Stored items

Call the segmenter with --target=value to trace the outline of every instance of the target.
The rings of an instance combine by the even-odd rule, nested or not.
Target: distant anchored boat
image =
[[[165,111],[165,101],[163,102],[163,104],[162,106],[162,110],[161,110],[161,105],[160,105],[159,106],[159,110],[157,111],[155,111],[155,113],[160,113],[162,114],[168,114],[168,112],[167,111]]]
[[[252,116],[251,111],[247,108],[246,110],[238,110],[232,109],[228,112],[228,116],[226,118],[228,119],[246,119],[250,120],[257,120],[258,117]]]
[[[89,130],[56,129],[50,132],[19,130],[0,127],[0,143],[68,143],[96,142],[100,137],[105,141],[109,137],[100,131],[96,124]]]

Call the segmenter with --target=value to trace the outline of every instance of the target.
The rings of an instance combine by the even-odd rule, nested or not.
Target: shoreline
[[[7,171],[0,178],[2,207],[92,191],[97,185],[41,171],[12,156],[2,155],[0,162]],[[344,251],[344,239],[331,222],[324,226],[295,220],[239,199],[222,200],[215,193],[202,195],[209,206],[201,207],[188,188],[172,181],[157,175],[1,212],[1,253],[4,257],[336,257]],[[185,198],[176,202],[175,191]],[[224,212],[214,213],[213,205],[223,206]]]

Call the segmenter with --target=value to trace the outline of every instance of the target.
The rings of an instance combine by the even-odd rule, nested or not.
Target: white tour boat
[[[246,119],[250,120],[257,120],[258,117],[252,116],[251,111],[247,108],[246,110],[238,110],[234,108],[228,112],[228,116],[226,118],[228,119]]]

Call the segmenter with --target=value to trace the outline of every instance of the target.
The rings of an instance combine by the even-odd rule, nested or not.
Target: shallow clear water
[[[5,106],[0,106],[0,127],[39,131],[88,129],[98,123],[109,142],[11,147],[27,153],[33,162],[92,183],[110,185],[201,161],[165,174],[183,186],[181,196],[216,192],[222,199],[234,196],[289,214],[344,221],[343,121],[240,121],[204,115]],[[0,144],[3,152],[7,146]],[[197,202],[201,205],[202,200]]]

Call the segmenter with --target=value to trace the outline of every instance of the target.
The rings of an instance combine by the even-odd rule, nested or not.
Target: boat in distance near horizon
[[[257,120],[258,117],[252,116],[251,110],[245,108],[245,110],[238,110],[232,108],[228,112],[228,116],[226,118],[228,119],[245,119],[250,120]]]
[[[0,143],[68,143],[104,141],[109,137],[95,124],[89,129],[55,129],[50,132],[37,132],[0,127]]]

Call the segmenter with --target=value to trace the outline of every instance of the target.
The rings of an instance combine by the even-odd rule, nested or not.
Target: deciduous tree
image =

What you need to do
List each line of the items above that contains the string "boat", where case must match.

Exercise response
Target: distant anchored boat
Target: white tour boat
Target: boat in distance near horizon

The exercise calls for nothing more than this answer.